PROBLEM REQUIREMENTS - In the passage on the canine atrial pacing study, which drug was used to anesthetize the dogs?

Based on all these reported results, we hypothesized that the antiarrhythmic effect of LLVNS is brought about by elimination of the heterogeneous substrate surrounding the GP areas, which is induced by rapid atrial pacing (RAP). This study was specifically designed to test the previous hypothesis in dogs with acute electrical remodeling.

2. Methods

2.1. Animal Preparation

The Institutional Animal Care and Use Committee of JINAN University of Experimental Animal Management Centre reviewed and approved the design of all animal experiments. All animal studies were reviewed and approved by the animal experimental administration of JINAN University of China. A total of 20 adult mongrel dogs weighing 13–17 kg were anesthetized with sodium pentobarbital (initial bolus, 30 mg/kg body weight, i.v.), with an additional dose of 2 mg/kg given at the end of each hour. All dogs were ventilated with room air using a positive pressure respirator, and oxygen saturation was maintained at 95–100%. The animals were fixed on an operating table, the temperature of which thermostatically controlled at 37°C. The chest was entered via bilateral thoracotomy at the bilateral fourth intercostal space. Several 10-bipolar electrodes were sutured using a noninjurious method to allow recording and stimulation at the left superior pulmonary vein (LSPV), left inferior pulmonary vein (LIPV), left appendage (LAA, catheter: LA1,2), left atrium (LA, catheter: LA5,6), area around the Marshall ligament (MSL, catheters: LA9,10) [15, 29], right superior pulmonary vein (RSPV), right inferior pulmonary vein (RIPV), right appendage (RAA, catheter: RA1,2), right atrium (RA, catheter: RA5,6), and margin of the anterior right ganglionated plexi (ARGPM, catheter: RA9,10) (Figure 1). The capture threshold of the electrodes was tested and stabilized at 1-2 V. The incisions were sutured, and then the thoracic cavity was pumped till negative pressure was achieved and closed completely.

RECORDS SHOWN -
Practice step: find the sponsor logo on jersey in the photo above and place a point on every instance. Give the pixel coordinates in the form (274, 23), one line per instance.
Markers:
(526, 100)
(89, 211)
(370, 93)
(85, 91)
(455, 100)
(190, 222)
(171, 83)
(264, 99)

WRITTEN REPLY - Sodium pentobarbital